Written request 1:
List each line of the records below that contains the string "canopy". Case counts, so uppercase and lowercase letters must match.

Selected excerpt:
Astronomy is undergoing a revolution in the way we probe the universe and the way we answer fundamental questions. New technology enables this: novel detectors are opening new windows on the Universe, creating unprecedented volumes of high-quality data, and computing technology is keeping up with this explosion and driving a shift in the way science is produced in astronomy and astrophysics. Huge surveys of the sky over many wavelengths of light can be analyzed statistically for hidden correlations and explanations for puzzling observational data found using the technique of statistical inversion to aid in better understanding of the underlying physics. Rubin Observatory is the lighthouse project in this revolution, and solutions to Rubin Observatory's challenges are already having spin-off effects in broader areas of technology and “big data” science.

Realizing the vision of Rubin Observatory requires facing and solving extraordinary engineering and technological challenges: the fabrication of large, high-precision non-spherical optics; construction of a huge, highly-integrated array of sensitive, wide-band imaging sensors; and the operation of a data management facility handling tens of terabytes of data each day. The design and development effort includes structural, thermal, and optical analyses of all key hardware subsystems, prototyping and development of data management systems, and extensive systems engineering studies. To validate system performance, full end-to-end simulations are being done, with more than 100 technical personnel at a range of institutions currently engaged in this program.

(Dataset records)
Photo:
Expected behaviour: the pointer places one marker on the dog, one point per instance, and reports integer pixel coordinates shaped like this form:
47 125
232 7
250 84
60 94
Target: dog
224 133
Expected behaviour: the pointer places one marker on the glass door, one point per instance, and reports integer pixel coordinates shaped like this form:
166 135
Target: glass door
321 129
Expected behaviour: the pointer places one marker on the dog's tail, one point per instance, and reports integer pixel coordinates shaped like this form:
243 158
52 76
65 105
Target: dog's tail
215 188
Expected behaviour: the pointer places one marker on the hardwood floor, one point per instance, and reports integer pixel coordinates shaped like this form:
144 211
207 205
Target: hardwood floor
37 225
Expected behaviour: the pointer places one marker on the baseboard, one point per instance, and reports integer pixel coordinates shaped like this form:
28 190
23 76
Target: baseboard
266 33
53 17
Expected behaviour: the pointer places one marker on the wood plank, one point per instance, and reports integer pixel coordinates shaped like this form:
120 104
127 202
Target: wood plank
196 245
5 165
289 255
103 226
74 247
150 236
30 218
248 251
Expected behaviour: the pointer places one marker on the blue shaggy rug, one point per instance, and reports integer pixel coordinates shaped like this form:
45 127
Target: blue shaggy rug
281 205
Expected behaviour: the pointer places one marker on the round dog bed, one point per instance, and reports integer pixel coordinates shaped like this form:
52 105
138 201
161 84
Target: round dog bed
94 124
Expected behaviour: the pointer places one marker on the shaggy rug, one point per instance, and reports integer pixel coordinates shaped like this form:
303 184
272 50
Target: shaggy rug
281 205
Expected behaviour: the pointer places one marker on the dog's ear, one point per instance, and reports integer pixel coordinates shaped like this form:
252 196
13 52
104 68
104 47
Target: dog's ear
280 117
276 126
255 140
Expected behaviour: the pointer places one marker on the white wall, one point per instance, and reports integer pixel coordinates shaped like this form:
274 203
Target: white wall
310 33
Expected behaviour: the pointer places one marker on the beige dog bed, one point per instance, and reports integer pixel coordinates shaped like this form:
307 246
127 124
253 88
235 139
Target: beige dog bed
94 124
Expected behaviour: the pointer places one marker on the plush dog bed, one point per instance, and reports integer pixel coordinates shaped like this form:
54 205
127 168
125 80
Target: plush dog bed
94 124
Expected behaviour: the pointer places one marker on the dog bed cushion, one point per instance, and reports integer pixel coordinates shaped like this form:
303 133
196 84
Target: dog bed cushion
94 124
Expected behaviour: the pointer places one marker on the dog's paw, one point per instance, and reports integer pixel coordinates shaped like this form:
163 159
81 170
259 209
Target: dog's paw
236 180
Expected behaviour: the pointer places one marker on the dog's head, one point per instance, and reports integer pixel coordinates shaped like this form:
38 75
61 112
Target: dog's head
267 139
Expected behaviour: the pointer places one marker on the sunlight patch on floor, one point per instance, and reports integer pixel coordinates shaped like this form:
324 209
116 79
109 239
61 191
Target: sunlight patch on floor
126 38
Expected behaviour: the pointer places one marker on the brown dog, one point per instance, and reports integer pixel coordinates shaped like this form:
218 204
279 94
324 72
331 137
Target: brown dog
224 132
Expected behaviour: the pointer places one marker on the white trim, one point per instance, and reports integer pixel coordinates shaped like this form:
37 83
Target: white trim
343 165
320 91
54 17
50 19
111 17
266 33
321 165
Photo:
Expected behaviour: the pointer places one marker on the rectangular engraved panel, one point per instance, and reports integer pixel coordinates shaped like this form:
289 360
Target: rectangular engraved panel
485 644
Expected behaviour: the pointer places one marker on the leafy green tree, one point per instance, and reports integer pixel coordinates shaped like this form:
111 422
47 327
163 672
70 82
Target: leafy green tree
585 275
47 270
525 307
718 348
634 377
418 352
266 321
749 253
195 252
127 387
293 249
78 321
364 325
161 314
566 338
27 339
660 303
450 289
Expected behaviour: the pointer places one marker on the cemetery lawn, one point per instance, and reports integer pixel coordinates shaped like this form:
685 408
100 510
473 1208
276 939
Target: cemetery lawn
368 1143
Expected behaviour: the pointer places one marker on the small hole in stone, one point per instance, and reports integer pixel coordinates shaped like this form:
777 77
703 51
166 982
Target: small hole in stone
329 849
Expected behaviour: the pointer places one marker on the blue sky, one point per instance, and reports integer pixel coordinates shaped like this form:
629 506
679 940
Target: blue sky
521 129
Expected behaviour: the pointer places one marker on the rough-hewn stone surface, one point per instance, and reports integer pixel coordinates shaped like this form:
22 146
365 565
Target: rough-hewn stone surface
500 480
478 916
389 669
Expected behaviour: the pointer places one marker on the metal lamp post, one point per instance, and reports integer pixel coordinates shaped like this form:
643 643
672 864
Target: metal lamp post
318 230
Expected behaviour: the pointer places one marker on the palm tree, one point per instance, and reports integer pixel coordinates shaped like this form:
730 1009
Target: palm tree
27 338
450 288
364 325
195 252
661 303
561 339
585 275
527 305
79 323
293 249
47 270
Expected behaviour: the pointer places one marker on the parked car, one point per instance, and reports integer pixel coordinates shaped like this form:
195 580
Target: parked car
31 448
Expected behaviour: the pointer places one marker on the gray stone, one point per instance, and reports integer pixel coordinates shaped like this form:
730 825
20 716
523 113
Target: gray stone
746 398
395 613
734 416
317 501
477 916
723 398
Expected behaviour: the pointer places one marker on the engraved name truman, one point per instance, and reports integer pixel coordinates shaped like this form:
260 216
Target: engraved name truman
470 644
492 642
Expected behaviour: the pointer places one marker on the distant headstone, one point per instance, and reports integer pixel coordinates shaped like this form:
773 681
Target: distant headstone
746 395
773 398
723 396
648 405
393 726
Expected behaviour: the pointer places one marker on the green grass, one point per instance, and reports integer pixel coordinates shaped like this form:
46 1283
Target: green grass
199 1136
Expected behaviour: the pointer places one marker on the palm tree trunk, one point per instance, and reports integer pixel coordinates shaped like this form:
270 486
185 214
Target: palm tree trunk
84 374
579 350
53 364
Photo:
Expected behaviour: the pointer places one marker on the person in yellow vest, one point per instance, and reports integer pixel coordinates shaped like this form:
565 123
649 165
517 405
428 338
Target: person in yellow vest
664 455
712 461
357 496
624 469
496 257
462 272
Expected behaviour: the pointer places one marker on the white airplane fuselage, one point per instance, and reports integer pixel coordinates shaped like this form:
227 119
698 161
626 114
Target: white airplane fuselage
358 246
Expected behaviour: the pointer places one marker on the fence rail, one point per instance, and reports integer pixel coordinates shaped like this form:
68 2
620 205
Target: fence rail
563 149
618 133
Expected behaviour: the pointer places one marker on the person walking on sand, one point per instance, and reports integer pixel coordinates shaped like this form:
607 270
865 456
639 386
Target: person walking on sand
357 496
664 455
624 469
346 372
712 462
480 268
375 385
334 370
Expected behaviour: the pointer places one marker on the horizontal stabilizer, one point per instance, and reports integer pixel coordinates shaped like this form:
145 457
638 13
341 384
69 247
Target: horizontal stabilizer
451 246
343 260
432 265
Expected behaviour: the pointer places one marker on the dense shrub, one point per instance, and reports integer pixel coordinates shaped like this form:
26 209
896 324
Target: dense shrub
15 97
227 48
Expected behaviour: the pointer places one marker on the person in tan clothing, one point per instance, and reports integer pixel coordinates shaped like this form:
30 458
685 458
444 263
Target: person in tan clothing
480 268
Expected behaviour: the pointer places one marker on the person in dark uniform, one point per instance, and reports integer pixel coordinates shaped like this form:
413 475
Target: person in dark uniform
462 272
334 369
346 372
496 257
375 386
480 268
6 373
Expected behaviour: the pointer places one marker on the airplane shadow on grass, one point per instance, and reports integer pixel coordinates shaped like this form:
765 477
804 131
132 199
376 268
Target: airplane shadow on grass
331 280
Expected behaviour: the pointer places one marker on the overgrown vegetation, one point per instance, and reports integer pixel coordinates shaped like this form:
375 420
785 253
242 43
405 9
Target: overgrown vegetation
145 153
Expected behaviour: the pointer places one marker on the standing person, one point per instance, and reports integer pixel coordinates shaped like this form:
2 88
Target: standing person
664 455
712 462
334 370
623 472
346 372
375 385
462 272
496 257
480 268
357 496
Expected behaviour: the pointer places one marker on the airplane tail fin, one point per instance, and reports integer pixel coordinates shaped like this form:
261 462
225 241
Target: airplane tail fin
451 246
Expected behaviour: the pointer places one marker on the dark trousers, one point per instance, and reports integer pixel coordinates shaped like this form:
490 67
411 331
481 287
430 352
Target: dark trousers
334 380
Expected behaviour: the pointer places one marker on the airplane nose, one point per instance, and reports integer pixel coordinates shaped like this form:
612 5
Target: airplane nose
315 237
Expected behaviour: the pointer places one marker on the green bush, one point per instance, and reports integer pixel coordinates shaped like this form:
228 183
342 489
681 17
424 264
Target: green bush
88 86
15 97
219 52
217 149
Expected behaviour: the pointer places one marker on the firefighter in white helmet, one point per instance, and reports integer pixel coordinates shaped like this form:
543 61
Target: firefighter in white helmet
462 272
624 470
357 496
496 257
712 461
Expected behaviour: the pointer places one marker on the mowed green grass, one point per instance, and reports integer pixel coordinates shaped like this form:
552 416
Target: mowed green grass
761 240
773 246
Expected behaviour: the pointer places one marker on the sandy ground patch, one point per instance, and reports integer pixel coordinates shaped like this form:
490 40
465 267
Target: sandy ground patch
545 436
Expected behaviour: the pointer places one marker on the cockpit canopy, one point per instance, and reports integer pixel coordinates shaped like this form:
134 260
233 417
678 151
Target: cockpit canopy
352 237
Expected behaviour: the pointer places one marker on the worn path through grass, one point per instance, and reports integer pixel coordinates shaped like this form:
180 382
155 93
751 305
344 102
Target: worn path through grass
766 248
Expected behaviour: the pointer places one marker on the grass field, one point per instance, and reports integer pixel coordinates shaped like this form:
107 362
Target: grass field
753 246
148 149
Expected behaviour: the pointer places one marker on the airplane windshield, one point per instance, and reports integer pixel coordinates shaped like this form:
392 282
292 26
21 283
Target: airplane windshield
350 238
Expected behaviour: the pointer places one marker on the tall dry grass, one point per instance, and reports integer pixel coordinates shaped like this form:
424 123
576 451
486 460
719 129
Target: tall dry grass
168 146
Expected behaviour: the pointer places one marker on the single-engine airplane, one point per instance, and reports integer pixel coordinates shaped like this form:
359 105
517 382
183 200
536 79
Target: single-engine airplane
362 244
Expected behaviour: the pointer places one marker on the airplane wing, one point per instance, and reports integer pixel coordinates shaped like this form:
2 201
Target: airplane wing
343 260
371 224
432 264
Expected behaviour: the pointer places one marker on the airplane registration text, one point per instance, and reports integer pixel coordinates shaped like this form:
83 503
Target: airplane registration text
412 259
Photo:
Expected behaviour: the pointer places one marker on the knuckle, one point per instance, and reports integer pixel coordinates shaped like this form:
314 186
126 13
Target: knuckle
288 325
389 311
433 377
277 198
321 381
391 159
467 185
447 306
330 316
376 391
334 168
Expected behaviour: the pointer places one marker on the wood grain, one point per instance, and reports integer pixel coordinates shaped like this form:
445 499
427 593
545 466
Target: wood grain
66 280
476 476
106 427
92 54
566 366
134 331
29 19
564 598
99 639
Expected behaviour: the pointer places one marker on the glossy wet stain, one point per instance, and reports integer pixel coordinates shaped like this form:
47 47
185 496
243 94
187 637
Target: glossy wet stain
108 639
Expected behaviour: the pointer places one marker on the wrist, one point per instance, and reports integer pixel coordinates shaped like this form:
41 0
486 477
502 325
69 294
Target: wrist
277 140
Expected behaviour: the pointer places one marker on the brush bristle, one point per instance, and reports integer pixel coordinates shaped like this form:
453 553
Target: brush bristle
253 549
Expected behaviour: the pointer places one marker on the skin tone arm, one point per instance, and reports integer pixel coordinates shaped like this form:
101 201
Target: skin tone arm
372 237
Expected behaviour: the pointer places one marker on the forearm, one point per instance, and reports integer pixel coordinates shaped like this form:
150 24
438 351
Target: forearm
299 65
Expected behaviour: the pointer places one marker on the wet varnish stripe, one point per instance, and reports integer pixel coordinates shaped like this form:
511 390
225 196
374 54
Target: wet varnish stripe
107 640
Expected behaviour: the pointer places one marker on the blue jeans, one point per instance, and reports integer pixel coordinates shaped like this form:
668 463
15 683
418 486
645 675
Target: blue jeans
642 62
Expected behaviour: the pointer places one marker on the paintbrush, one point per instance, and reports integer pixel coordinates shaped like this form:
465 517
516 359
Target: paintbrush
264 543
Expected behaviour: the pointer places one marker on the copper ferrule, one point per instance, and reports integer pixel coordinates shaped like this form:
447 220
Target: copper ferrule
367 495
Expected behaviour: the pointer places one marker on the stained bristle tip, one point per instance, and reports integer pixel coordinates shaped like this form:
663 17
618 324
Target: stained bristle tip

Written request 2:
Reproduce the section of the Rubin Observatory passage above between "Realizing the vision" and "in this program.", inclusive.

Expected output 1:
Expected behaviour: the pointer places one marker on the cockpit canopy, one point per instance, and reports integer pixel coordinates shaped like this form:
Target: cockpit canopy

Expected output 2:
Realizing the vision of Rubin Observatory requires facing and solving extraordinary engineering and technological challenges: the fabrication of large, high-precision non-spherical optics; construction of a huge, highly-integrated array of sensitive, wide-band imaging sensors; and the operation of a data management facility handling tens of terabytes of data each day. The design and development effort includes structural, thermal, and optical analyses of all key hardware subsystems, prototyping and development of data management systems, and extensive systems engineering studies. To validate system performance, full end-to-end simulations are being done, with more than 100 technical personnel at a range of institutions currently engaged in this program.